[Point annotation dataset records]
########################################

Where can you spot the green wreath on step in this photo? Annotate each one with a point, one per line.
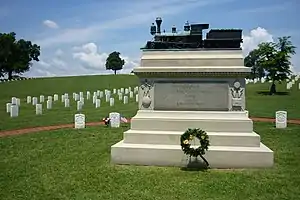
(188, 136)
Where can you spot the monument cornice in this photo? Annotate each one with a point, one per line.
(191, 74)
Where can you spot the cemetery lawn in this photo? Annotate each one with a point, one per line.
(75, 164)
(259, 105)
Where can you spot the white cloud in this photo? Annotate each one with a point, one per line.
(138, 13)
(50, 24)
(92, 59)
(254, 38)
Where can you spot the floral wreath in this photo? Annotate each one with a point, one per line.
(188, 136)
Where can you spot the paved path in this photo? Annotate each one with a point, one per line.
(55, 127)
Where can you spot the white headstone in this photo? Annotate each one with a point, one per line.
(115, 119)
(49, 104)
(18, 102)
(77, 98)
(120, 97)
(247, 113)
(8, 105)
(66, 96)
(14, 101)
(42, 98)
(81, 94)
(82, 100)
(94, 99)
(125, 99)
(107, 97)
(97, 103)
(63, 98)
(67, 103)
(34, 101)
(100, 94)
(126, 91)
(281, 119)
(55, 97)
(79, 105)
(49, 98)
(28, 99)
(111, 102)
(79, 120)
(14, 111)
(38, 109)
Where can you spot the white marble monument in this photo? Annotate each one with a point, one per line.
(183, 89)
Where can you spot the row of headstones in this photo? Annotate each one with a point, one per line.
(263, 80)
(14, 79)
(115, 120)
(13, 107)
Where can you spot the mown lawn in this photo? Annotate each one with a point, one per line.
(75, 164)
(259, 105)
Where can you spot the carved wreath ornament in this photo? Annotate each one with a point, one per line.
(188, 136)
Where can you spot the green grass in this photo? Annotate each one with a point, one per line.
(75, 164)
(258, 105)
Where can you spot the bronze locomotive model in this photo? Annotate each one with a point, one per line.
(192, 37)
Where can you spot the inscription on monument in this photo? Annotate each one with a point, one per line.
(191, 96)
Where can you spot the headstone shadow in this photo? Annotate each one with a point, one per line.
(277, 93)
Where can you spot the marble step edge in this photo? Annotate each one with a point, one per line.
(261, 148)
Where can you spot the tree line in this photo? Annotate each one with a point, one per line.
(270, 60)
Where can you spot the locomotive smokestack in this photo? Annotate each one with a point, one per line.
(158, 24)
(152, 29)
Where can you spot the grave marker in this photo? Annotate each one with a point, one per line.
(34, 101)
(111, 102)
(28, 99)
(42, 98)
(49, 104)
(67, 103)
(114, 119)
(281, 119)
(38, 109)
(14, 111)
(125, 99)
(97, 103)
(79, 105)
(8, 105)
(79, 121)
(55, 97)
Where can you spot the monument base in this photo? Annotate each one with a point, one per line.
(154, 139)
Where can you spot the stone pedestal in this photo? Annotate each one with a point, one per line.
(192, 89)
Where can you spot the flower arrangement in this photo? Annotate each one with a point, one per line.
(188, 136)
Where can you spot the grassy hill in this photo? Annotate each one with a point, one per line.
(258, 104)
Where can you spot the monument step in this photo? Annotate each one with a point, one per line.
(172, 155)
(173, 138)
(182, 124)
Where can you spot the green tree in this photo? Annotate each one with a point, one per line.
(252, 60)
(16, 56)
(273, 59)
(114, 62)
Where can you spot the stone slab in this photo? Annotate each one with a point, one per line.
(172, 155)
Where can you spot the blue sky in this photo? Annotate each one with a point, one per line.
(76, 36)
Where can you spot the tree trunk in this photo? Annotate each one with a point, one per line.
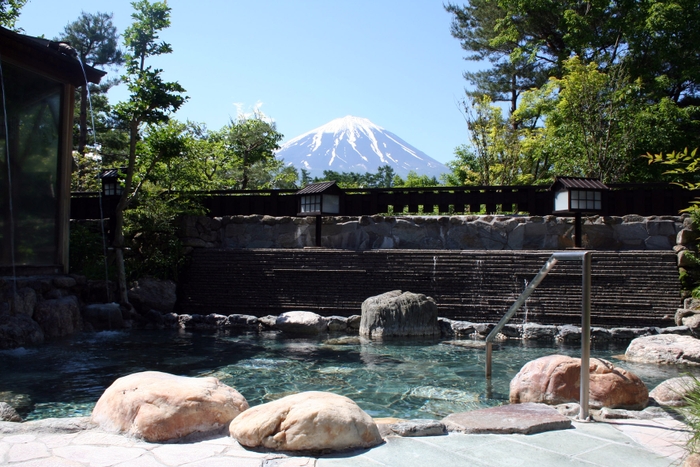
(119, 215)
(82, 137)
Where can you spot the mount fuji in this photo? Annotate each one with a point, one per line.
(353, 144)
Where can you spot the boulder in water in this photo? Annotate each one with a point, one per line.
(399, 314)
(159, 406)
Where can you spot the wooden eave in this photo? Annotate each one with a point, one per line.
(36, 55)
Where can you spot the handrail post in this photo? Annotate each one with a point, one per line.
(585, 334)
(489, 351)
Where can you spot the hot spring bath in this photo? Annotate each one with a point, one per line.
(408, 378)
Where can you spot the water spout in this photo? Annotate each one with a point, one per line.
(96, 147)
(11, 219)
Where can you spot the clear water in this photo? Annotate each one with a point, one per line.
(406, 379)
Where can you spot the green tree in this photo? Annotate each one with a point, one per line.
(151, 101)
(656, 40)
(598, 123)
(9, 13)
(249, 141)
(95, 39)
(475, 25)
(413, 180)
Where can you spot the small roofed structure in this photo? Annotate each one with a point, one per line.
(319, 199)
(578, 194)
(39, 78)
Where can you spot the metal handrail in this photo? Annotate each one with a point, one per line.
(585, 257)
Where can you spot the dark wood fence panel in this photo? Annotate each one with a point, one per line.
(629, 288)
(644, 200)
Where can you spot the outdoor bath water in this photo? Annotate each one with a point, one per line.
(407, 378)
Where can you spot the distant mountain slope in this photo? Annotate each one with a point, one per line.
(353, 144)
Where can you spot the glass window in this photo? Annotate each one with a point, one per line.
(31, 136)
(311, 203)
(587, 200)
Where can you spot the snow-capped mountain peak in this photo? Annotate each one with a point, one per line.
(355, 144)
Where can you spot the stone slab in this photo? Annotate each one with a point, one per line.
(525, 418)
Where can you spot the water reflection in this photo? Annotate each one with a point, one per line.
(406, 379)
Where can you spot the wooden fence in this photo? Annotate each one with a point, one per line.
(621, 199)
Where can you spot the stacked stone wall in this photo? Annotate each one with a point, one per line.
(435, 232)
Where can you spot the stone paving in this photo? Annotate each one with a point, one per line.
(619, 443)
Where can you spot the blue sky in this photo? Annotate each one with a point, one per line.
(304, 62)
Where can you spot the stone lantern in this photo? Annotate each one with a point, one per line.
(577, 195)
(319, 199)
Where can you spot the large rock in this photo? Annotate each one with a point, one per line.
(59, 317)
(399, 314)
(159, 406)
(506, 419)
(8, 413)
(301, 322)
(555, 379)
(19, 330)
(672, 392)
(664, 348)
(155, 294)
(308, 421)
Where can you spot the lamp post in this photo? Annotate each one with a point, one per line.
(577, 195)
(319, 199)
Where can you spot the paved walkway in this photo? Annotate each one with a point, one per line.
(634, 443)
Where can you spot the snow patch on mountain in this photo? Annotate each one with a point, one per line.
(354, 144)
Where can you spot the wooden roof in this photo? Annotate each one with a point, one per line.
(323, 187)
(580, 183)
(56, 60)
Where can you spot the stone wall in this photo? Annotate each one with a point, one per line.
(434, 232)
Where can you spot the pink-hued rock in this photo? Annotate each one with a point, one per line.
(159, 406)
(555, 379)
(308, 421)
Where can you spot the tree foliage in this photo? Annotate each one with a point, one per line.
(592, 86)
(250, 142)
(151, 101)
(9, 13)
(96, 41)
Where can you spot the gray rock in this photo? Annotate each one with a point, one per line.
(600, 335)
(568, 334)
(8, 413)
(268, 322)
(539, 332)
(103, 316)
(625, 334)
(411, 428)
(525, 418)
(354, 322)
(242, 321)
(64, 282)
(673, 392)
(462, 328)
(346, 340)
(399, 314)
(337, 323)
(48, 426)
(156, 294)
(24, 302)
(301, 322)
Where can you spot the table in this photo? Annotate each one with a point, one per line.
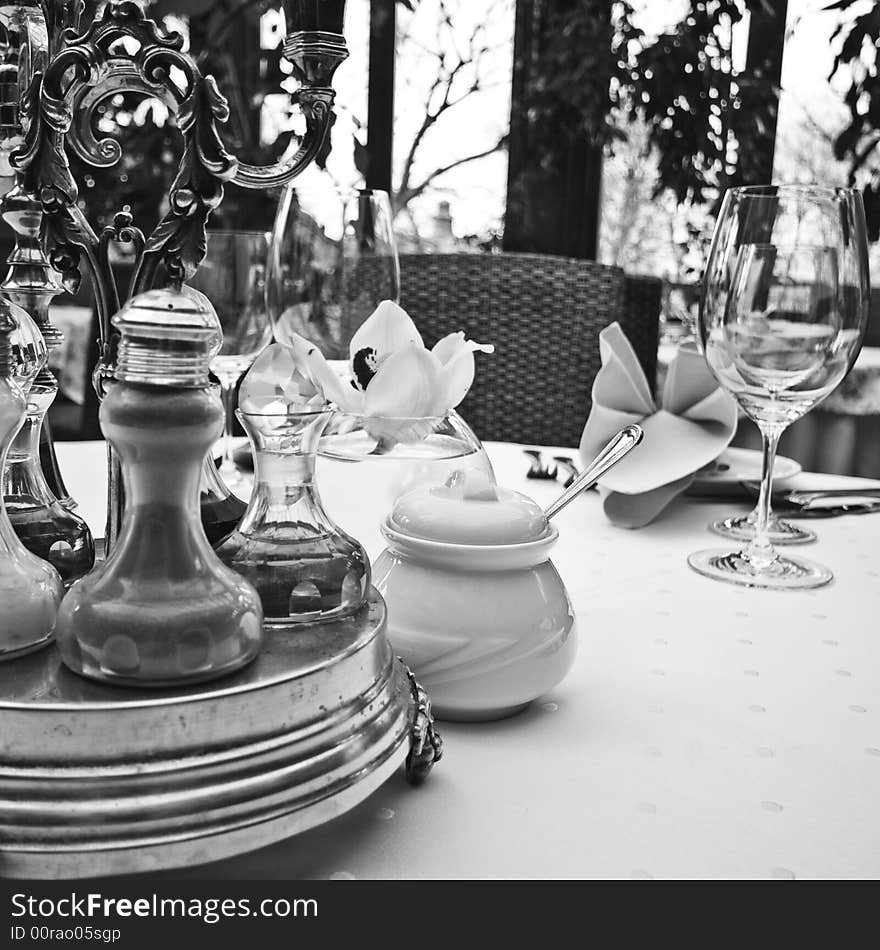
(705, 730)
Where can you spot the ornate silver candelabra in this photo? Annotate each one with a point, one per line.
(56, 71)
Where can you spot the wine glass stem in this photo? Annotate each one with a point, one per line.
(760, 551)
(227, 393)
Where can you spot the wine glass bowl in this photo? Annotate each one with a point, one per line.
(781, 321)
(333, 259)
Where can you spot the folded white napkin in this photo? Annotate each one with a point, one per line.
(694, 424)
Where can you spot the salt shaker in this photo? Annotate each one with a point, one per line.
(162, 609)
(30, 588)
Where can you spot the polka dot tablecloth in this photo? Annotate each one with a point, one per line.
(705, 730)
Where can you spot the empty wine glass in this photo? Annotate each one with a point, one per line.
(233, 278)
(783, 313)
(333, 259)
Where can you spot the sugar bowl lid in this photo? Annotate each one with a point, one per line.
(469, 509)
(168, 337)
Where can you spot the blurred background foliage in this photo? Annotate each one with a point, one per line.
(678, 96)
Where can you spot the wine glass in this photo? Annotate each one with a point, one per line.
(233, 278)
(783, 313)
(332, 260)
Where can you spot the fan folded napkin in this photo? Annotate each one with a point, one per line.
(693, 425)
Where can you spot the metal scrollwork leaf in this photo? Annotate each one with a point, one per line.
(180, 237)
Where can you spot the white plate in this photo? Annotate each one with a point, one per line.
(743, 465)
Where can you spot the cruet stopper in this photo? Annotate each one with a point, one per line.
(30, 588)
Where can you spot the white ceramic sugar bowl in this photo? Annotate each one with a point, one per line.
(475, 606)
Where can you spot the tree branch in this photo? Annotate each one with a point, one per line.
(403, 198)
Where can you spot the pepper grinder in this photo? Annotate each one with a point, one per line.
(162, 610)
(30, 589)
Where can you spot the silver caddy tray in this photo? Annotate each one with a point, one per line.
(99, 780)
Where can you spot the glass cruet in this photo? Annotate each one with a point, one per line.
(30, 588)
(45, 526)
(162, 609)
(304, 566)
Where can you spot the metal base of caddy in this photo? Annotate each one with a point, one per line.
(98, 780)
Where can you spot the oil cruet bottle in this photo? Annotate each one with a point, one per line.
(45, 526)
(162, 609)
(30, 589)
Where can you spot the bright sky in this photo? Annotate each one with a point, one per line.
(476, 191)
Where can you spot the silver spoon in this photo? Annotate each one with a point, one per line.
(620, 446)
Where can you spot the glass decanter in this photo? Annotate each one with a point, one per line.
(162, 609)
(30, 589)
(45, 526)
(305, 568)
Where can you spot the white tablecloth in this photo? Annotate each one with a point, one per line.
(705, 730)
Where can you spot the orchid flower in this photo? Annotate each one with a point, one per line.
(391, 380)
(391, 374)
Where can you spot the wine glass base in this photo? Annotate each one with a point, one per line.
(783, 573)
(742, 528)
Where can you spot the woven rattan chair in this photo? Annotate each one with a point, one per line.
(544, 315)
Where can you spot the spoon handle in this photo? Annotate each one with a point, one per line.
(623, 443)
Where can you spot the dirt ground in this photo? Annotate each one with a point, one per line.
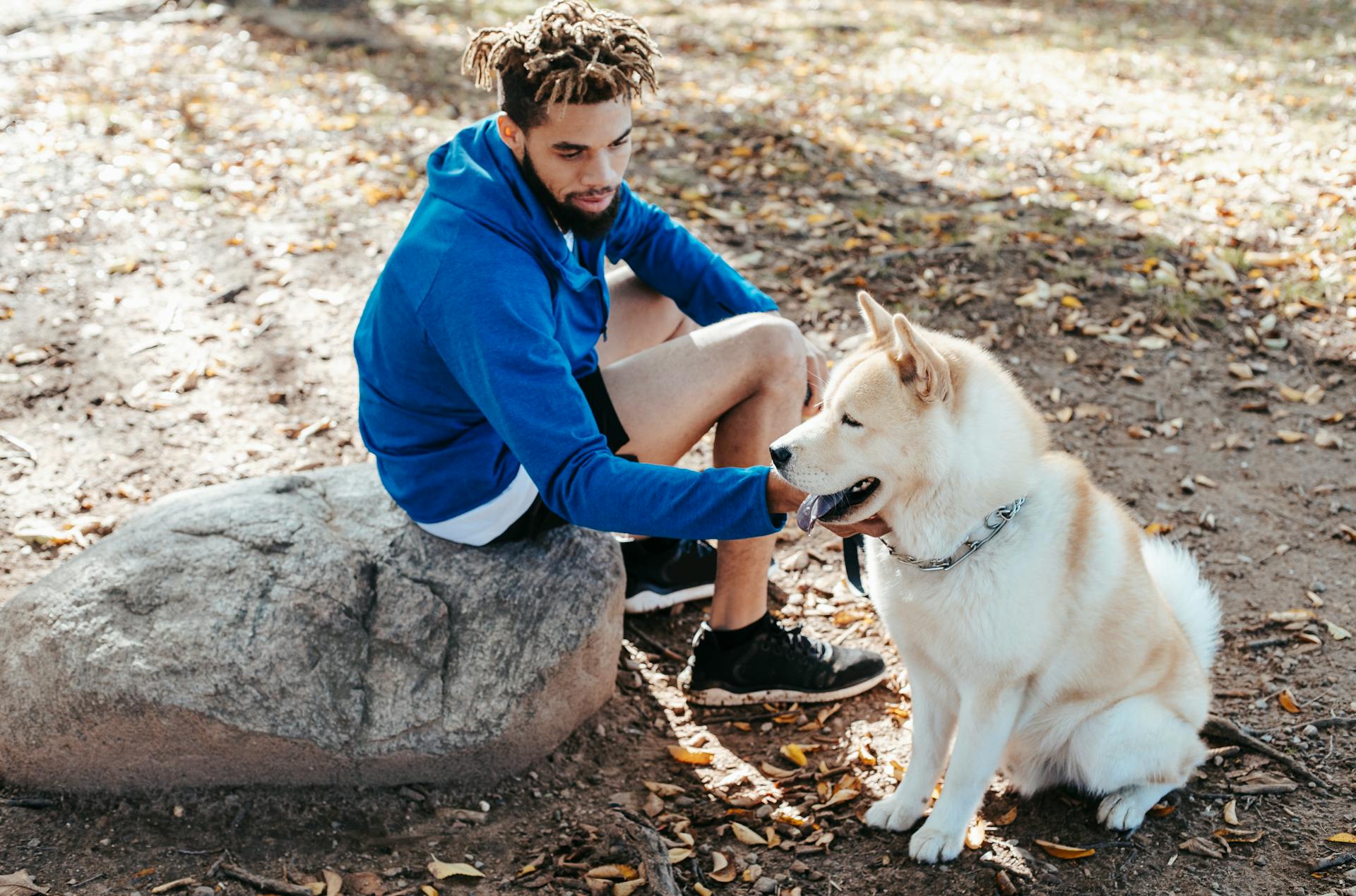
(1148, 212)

########################################

> [OBJECTIVE]
Output the span from the line with "Where can you spot the metal base" through the last line of the data, inclusive and exact, and omit every picture.

> [EXPECTED ANSWER]
Where can you spot the metal base of caddy in this photo? Annotate each one with a point, one per line.
(98, 780)
Where can you spot the oil cruet bottle in this photo? Annotate each one with a point, one per line.
(45, 526)
(162, 609)
(30, 589)
Where can you spot the bright sky in this photo? Annotate each one with a point, one per line.
(476, 191)
Where can you spot the silver spoon in this photo? Annotate each one with a point, one per line.
(620, 446)
Where can you spot the glass decanter in this photo? Annotate each one with a point, one per line.
(162, 609)
(30, 589)
(45, 526)
(305, 568)
Where can you spot the white tablecloth in this photo? Annotate each one with a point, one per line.
(705, 730)
Where can you spot the orchid flower in this photo? Annotate each one with a point, one per line.
(391, 380)
(391, 374)
Where can you spot the wine glass base in this photo? Annotate each one with a point, one per line.
(783, 573)
(742, 528)
Where can you spot the woven rattan chair in this photo? Annotate each one with a point, one per line.
(544, 315)
Where can you spot the spoon handle in this photo? Annotate each one with a point, one per line.
(623, 443)
Where can you spot the dirt ground in this photo? Annotate each one with a point, one per line.
(1148, 212)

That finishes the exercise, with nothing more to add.